> **REQUEST**:
Print all entries word for word.
####################
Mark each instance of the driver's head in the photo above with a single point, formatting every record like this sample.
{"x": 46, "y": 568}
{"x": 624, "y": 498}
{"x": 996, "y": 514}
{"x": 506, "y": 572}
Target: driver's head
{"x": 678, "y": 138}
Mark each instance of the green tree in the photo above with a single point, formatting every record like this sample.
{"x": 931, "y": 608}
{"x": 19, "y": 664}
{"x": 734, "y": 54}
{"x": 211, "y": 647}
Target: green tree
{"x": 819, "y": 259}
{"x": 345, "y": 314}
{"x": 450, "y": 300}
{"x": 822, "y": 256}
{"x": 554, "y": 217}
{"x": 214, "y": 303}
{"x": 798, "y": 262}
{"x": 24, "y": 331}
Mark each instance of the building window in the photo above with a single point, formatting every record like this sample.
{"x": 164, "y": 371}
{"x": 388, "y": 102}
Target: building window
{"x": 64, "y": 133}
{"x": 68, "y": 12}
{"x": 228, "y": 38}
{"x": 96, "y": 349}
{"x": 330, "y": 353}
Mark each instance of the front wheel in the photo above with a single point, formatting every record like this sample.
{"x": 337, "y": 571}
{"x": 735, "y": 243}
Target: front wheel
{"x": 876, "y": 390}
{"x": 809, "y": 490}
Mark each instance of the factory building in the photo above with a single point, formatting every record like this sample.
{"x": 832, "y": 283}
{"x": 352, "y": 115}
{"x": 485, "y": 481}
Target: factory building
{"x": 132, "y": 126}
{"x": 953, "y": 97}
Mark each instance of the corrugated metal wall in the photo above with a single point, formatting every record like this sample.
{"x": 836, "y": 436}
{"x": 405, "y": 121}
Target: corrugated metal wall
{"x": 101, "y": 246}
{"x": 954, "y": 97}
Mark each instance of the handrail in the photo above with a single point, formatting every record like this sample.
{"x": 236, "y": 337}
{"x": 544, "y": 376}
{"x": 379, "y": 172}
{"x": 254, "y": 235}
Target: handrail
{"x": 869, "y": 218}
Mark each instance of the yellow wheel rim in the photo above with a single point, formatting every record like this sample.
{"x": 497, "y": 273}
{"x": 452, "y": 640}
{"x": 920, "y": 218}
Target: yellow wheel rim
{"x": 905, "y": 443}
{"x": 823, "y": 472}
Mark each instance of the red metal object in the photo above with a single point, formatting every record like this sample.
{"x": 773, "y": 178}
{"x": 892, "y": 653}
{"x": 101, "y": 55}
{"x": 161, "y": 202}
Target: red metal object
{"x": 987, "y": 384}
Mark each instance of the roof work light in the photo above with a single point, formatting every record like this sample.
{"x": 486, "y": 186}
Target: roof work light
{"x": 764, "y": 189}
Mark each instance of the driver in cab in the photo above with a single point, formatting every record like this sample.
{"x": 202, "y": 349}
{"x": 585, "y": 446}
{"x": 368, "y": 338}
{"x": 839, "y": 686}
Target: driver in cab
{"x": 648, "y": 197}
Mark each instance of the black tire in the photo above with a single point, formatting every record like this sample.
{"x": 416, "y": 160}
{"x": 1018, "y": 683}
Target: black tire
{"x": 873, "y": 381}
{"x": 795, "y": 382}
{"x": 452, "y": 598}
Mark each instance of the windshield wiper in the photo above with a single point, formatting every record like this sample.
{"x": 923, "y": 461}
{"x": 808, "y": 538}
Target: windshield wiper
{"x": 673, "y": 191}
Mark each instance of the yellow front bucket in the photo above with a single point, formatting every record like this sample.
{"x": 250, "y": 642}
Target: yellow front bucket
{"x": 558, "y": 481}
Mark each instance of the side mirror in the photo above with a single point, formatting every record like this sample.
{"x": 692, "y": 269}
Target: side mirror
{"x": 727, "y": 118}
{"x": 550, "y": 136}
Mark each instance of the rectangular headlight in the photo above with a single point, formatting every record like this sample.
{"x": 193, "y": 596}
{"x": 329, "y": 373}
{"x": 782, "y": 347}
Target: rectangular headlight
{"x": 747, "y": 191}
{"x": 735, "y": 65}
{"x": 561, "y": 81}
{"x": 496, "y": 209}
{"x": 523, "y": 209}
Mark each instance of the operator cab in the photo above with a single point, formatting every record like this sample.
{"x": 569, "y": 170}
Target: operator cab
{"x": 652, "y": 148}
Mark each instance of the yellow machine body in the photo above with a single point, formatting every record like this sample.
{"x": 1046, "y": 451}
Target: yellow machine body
####################
> **WRITTEN SOLUTION**:
Mark each instance of the driver's head in the photo above with a single point, formatting every record like this sample.
{"x": 46, "y": 568}
{"x": 624, "y": 498}
{"x": 996, "y": 514}
{"x": 506, "y": 572}
Target: driver's head
{"x": 678, "y": 138}
Mark each instance of the green tree in the photo above with a single point, formatting every record like this sample.
{"x": 931, "y": 608}
{"x": 19, "y": 664}
{"x": 734, "y": 54}
{"x": 211, "y": 647}
Target: green tree
{"x": 819, "y": 259}
{"x": 345, "y": 314}
{"x": 450, "y": 300}
{"x": 822, "y": 256}
{"x": 554, "y": 217}
{"x": 214, "y": 303}
{"x": 798, "y": 262}
{"x": 24, "y": 331}
Mark each instance of the building window in the photo above with a single point, formatting every record like this sample.
{"x": 164, "y": 371}
{"x": 388, "y": 102}
Target: building window
{"x": 64, "y": 133}
{"x": 68, "y": 12}
{"x": 228, "y": 38}
{"x": 96, "y": 349}
{"x": 330, "y": 353}
Mark each instance of the front wheel in the photo above with a single point, formatting every record like this sample.
{"x": 337, "y": 571}
{"x": 735, "y": 243}
Target: front wheel
{"x": 876, "y": 390}
{"x": 809, "y": 490}
Mark each instance of the factory building in the photo above with a single point, formatting every record like this sample.
{"x": 832, "y": 283}
{"x": 352, "y": 115}
{"x": 485, "y": 481}
Target: factory building
{"x": 132, "y": 126}
{"x": 953, "y": 97}
Mark each instance of the corrugated metal wall in the photo above with a single point, formatting every record like this sample.
{"x": 836, "y": 436}
{"x": 405, "y": 121}
Target: corrugated metal wall
{"x": 101, "y": 246}
{"x": 954, "y": 97}
Mark each instance of the handrail in the photo above with a single point, formatting every record like this sample.
{"x": 236, "y": 337}
{"x": 544, "y": 376}
{"x": 379, "y": 172}
{"x": 254, "y": 235}
Target: handrail
{"x": 869, "y": 218}
Mark each instance of the yellow wheel rim in the photo above with a single point, formatting every record like this sample.
{"x": 497, "y": 273}
{"x": 452, "y": 640}
{"x": 920, "y": 218}
Target: yellow wheel rim
{"x": 905, "y": 443}
{"x": 823, "y": 472}
Mark each instance of the red metal object in the photo above with a single point, formatting every record like this sample.
{"x": 773, "y": 178}
{"x": 892, "y": 653}
{"x": 101, "y": 55}
{"x": 161, "y": 202}
Target: red metal object
{"x": 987, "y": 384}
Mark each instance of the roof work light in the photo above with a single point, formatting every record like this sample.
{"x": 486, "y": 186}
Target: roof work light
{"x": 764, "y": 189}
Mark each instance of the driver in cab in the photo above with a single point, formatting every record like this sample.
{"x": 202, "y": 349}
{"x": 585, "y": 446}
{"x": 368, "y": 338}
{"x": 839, "y": 686}
Target: driver in cab
{"x": 648, "y": 197}
Mark each instance of the black tire in the photo above with a single point, formatting every record like this sample.
{"x": 416, "y": 160}
{"x": 1018, "y": 683}
Target: black tire
{"x": 873, "y": 381}
{"x": 795, "y": 382}
{"x": 452, "y": 598}
Mark each instance of the windshield wiper in the photo above with a single point, formatting every record like this sample.
{"x": 923, "y": 461}
{"x": 808, "y": 538}
Target: windshield wiper
{"x": 673, "y": 191}
Mark each instance of the yellow front bucket in the photo above with a single point, formatting every record like this sample.
{"x": 250, "y": 642}
Target: yellow front bucket
{"x": 558, "y": 481}
Mark each instance of the side mirror in the photo above with a single point, formatting every record like this sample.
{"x": 692, "y": 269}
Target: side mirror
{"x": 727, "y": 118}
{"x": 550, "y": 136}
Mark each instance of the rectangular headlight in the photo above with a single point, formatting every record like this sample.
{"x": 193, "y": 596}
{"x": 329, "y": 373}
{"x": 782, "y": 347}
Target: rectangular headlight
{"x": 747, "y": 191}
{"x": 735, "y": 65}
{"x": 561, "y": 81}
{"x": 496, "y": 209}
{"x": 523, "y": 209}
Mark each instance of the operator cab in the photo above with a single point, formatting every record like this sample.
{"x": 569, "y": 170}
Target: operator cab
{"x": 652, "y": 148}
Mark each instance of the yellow machine body in the photo above with a single point, formatting every record like this sample.
{"x": 1046, "y": 451}
Target: yellow machine body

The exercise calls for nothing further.